» **Data provided**:
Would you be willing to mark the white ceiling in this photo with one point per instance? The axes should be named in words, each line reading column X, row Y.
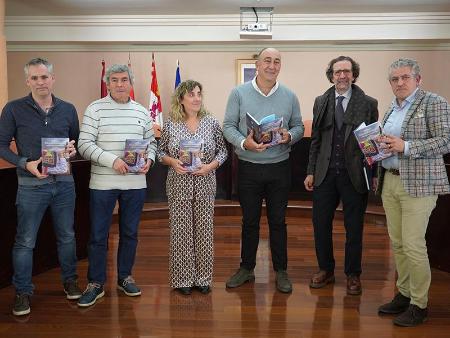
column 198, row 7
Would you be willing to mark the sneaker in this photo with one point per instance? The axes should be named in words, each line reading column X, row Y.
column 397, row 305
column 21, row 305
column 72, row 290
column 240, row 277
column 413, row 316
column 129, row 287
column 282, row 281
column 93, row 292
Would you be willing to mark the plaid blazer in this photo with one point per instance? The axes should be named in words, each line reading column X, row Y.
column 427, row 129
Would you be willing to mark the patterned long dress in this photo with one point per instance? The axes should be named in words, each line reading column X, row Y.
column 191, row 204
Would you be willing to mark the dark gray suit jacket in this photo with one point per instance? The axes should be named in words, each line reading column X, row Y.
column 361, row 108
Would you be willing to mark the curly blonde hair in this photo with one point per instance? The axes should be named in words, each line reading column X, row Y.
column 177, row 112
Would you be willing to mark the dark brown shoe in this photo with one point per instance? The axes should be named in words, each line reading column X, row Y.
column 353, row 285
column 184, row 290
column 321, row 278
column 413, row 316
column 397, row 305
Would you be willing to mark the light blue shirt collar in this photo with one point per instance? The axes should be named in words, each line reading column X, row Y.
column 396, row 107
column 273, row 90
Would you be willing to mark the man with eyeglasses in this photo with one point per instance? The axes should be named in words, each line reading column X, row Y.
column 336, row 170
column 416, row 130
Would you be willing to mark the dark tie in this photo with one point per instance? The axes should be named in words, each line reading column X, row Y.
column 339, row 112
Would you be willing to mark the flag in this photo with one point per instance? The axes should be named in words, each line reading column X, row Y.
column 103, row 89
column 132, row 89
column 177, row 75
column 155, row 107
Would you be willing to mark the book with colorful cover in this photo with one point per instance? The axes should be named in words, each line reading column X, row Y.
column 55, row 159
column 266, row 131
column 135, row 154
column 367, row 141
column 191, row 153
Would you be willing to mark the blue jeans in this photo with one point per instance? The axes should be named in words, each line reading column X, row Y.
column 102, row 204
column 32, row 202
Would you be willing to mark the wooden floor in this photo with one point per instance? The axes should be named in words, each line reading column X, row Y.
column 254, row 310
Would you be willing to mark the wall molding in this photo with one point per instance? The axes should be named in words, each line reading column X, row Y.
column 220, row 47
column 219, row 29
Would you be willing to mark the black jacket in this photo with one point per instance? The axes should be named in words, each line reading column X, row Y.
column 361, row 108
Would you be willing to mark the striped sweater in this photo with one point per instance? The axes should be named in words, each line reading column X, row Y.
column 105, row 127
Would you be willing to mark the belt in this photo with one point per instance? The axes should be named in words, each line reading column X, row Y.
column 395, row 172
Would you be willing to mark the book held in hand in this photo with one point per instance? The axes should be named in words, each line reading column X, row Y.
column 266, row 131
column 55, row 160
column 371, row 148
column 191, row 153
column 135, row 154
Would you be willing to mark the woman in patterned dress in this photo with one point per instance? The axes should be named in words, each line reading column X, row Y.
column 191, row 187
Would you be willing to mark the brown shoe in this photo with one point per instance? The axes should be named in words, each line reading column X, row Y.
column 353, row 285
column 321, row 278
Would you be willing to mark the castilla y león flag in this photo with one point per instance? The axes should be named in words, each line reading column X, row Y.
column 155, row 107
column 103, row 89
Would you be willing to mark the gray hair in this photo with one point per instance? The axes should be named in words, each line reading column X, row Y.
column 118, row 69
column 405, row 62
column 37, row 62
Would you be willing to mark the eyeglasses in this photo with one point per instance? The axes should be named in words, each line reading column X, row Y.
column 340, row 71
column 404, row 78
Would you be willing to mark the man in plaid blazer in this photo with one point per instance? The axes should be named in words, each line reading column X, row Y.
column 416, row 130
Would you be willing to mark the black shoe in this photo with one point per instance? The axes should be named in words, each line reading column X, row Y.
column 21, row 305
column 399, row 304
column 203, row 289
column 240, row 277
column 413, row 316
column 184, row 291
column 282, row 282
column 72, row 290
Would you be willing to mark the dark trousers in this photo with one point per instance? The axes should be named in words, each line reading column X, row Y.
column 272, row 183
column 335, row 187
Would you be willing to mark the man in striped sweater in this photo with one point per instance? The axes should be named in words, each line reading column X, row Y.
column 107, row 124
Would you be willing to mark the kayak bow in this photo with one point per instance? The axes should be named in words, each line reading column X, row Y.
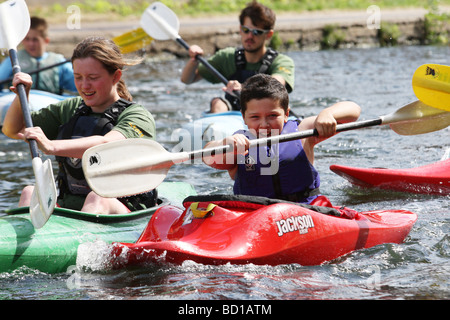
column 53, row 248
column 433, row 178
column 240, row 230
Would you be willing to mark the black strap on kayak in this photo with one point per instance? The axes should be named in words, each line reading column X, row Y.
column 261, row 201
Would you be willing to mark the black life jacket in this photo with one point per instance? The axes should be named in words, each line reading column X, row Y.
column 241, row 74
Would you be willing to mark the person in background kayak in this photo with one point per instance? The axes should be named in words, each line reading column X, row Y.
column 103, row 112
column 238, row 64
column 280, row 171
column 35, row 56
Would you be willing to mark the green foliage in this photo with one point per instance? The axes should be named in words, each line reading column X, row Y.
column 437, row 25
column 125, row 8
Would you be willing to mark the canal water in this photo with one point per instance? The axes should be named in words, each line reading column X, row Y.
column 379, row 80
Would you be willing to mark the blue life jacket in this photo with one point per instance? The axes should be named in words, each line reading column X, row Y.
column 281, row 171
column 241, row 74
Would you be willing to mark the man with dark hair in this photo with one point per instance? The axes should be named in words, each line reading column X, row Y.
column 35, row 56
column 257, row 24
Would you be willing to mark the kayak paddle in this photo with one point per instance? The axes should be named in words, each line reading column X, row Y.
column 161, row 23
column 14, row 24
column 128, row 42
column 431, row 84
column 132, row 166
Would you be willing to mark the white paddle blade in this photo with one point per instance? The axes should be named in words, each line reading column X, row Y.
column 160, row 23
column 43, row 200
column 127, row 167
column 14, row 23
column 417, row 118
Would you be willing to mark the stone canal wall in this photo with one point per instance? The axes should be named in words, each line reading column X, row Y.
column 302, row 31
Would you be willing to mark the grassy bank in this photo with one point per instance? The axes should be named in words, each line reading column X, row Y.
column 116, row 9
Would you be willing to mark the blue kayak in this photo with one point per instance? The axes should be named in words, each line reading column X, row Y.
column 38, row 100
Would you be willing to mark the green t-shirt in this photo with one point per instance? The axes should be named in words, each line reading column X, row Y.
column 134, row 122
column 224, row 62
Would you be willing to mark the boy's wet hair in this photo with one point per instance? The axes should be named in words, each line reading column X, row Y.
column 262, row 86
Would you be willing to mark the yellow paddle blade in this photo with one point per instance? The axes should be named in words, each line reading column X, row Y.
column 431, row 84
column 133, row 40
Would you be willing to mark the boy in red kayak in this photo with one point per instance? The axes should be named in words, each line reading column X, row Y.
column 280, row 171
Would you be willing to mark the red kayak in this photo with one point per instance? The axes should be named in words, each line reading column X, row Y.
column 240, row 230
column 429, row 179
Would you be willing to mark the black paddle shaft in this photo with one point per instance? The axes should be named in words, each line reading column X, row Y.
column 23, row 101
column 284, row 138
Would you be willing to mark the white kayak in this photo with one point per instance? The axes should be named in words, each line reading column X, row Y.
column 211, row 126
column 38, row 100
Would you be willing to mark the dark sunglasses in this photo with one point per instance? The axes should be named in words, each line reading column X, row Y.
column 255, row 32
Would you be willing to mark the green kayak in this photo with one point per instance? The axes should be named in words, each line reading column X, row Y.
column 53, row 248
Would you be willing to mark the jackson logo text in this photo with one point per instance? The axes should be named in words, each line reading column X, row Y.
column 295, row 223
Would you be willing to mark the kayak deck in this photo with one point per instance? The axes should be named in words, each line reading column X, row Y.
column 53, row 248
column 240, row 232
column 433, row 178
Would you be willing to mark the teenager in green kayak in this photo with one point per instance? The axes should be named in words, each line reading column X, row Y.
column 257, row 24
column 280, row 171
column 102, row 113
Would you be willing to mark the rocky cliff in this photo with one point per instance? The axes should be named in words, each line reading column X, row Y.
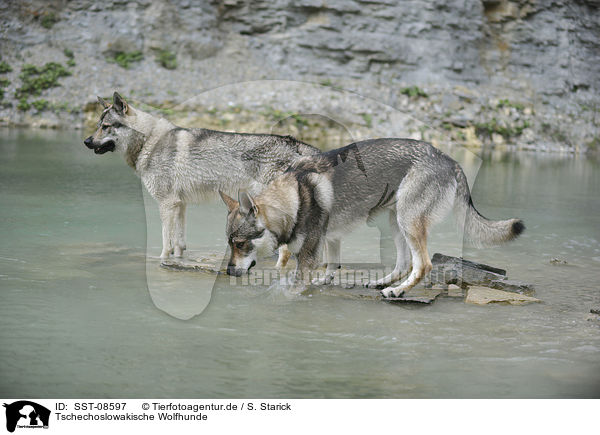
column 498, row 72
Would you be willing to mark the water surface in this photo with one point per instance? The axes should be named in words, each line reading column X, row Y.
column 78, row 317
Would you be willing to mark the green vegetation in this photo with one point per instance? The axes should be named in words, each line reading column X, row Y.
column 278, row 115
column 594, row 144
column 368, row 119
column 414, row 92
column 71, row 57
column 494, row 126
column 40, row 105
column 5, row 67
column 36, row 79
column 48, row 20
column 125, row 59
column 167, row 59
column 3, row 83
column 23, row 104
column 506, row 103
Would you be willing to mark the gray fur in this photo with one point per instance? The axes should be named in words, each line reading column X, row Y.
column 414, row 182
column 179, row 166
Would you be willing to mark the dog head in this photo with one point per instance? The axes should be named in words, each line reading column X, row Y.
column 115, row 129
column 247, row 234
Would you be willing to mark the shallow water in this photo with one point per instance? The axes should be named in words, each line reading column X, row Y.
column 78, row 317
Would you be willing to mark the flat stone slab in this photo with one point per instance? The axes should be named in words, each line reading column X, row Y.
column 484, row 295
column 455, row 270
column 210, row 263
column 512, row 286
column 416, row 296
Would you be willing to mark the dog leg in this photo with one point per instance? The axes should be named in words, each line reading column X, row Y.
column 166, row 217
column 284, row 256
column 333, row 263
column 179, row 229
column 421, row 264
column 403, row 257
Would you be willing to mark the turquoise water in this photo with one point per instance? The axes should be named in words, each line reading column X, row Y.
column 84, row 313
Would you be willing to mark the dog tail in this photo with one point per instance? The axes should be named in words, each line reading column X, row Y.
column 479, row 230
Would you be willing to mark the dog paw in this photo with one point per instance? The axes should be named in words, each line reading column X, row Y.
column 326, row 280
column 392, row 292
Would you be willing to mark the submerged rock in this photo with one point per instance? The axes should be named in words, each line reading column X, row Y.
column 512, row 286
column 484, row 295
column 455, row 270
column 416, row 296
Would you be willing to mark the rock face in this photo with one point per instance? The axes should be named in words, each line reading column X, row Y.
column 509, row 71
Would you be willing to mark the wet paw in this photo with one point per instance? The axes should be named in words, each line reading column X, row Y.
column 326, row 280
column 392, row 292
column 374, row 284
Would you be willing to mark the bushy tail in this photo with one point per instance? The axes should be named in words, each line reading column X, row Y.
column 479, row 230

» **Goal of the exercise**: Return, without any change, the lines of the material between the line holding "Would you be willing to mark the boy's" and the line holding "column 133, row 40", inclusive.

» **Response**:
Would you be willing to mark the boy's wet hair in this photo with one point per instance? The axes should be named in words, each line reading column X, row Y.
column 262, row 86
Would you be willing to mark the yellow paddle blade in this photo with one point per instance? The axes should be named in words, each line reading column X, row Y.
column 431, row 84
column 133, row 40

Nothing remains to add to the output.